Alessandro, integrazione asiatica, resistono gli stereotipi
Alias Domenica

Alessandro, integrazione asiatica, resistono gli stereotipi

Affresco con filosofo, Alessandro e l’Asia, da Boscoreale, Villa di P. Fannius Synistor, oecus, metà I sec. a.C. – Luigi Spina; Napoli, Museo Archeologico Nazionale

Al Museo archeologico di Napoli Più di 170 opere selezionate da Filippo Coarelli e Eugenio Lo Sardo (tra cui il Vaso di Dario e il Vaso di Eurimedonte), raccontano in una mostra il rapporto tra il Macedone e l’Oriente

Pubblicato circa un anno faEdizione del 30 luglio 2023

Pochi personaggi nella storia umana sono riusciti a lasciare un segno così duraturo come ha fatto Alessandro III di Macedonia (356-323 a.C.). Nel corso dei secoli la figura di questo giovane re conquistatore ha goduto di una fama che si è manifestata in più campi, dall’arte alla letteratura, dalla storiografia alla musica, e in più livelli, dagli ambienti colti a quelli popolari grazie alla redazione di un vero e proprio Romanzo di Alessandro che attraverso molteplici traduzioni e adattamenti ha viaggiato dall’Europa medievale fino all’isola di Sumatra.

→ RIGHE DI DATI:
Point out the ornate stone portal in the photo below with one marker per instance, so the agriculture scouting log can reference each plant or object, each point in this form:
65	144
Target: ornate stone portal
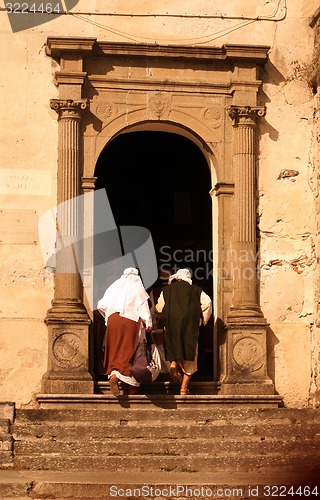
206	94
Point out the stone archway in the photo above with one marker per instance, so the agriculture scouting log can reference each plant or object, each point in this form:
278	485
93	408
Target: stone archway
99	97
160	181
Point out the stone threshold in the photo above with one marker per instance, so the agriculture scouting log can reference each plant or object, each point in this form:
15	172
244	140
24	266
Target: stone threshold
166	401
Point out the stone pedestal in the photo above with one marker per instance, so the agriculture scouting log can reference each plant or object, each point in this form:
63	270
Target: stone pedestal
67	320
246	349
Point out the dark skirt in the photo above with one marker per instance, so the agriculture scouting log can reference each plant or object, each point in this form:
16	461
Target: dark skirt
121	342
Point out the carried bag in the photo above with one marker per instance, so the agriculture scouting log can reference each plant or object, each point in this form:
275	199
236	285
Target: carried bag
146	362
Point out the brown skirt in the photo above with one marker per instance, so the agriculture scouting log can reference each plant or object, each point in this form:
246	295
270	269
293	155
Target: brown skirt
121	342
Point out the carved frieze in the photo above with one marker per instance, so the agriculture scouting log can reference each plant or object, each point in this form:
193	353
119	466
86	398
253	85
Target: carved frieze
105	110
248	354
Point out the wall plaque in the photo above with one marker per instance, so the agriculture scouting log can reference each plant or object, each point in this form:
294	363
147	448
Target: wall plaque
18	226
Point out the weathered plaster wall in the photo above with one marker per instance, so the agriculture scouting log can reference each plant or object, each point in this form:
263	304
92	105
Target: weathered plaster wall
287	219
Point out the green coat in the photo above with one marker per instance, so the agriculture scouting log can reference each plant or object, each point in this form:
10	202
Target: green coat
181	318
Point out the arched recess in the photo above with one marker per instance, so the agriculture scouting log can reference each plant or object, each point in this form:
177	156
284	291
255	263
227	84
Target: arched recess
161	180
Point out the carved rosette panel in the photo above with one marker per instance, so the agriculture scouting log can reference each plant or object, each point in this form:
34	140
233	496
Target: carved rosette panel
159	105
106	110
248	354
66	350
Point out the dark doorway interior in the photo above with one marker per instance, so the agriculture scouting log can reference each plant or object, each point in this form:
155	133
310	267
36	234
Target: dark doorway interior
161	181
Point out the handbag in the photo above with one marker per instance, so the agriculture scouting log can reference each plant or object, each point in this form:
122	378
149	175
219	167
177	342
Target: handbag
146	362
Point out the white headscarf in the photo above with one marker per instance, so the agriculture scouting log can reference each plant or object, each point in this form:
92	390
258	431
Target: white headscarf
124	296
181	274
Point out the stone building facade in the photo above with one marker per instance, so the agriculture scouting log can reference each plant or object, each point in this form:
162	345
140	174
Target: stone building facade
236	80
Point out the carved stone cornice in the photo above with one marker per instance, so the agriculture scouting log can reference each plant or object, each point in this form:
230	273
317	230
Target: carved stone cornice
246	114
68	108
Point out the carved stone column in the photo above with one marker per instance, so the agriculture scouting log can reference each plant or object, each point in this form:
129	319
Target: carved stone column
67	320
246	364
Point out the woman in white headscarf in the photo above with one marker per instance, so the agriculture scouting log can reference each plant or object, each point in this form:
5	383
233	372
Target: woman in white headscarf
126	312
183	307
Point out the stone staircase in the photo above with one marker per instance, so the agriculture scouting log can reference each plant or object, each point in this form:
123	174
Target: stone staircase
81	450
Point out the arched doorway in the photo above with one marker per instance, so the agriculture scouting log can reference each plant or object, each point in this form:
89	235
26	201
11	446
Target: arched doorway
161	181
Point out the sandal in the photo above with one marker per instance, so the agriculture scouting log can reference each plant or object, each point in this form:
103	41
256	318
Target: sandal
114	386
175	374
184	392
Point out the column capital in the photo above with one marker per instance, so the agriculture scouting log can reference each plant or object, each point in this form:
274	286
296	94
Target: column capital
246	115
68	108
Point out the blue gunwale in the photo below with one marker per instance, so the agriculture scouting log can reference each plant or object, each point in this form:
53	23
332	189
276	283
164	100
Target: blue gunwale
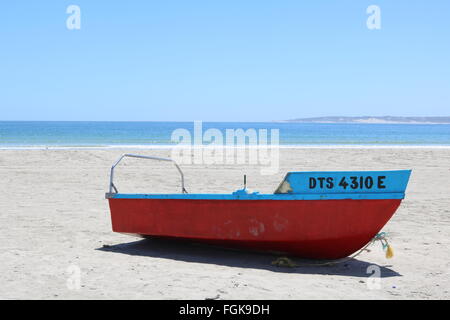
199	196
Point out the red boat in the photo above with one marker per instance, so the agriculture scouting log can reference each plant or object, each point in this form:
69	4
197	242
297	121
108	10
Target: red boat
321	215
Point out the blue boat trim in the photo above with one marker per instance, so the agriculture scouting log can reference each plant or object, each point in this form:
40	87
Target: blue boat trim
197	196
348	182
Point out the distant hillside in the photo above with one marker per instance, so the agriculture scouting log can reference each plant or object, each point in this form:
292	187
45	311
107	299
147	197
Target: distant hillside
368	119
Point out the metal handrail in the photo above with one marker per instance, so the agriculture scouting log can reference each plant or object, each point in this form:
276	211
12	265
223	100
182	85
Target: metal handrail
111	177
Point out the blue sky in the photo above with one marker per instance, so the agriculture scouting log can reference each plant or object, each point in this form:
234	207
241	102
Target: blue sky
229	60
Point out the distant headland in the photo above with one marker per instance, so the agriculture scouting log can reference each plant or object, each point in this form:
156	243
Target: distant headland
371	119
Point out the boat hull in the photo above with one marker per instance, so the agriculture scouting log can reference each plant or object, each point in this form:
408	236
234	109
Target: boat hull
319	229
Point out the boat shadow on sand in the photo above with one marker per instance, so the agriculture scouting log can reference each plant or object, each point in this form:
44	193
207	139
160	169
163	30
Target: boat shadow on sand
202	253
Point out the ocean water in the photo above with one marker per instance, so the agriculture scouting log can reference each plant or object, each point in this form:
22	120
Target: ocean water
26	134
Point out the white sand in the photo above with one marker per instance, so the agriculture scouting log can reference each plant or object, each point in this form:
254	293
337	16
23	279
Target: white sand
53	215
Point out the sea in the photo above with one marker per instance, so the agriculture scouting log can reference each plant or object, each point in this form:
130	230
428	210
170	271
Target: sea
103	134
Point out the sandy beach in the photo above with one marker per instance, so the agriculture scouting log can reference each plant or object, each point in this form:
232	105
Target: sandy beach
54	219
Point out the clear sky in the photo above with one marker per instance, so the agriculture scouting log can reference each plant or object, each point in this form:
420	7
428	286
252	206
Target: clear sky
233	60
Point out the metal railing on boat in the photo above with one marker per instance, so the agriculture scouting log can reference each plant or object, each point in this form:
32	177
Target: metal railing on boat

→ OBIETTIVI:
• A. Traduci in inglese la frase dell'articolo sulla mostra napoletana "Pochi personaggi nella storia umana sono riusciti a lasciare un segno così duraturo come ha fatto Alessandro III di Macedonia (356-323 a.C.)."
• B. Secondo l'articolo sulla mostra napoletana, chi ha selezionato le opere esposte?
• C. Trascrivi senza alcuna modifica, dall'articolo sulla mostra napoletana, tutto il testo che va da "Al Museo archeologico" fino a "all’isola di Sumatra." compreso.
Le voci non servono a nulla per questo lavoro.

→ RISPOSTE ATTESE:
• A. Few figures in human history have managed to leave as lasting a mark as Alexander III of Macedon (356-323 BC) did.

• B. Filippo Coarelli ed Eugenio Lo Sardo.

• C.
Al Museo archeologico di Napoli Più di 170 opere selezionate da Filippo Coarelli e Eugenio Lo Sardo (tra cui il Vaso di Dario e il Vaso di Eurimedonte), raccontano in una mostra il rapporto tra il Macedone e l’Oriente

Pubblicato circa un anno faEdizione del 30 luglio 2023

Pochi personaggi nella storia umana sono riusciti a lasciare un segno così duraturo come ha fatto Alessandro III di Macedonia (356-323 a.C.). Nel corso dei secoli la figura di questo giovane re conquistatore ha goduto di una fama che si è manifestata in più campi, dall’arte alla letteratura, dalla storiografia alla musica, e in più livelli, dagli ambienti colti a quelli popolari grazie alla redazione di un vero e proprio Romanzo di Alessandro che attraverso molteplici traduzioni e adattamenti ha viaggiato dall’Europa medievale fino all’isola di Sumatra.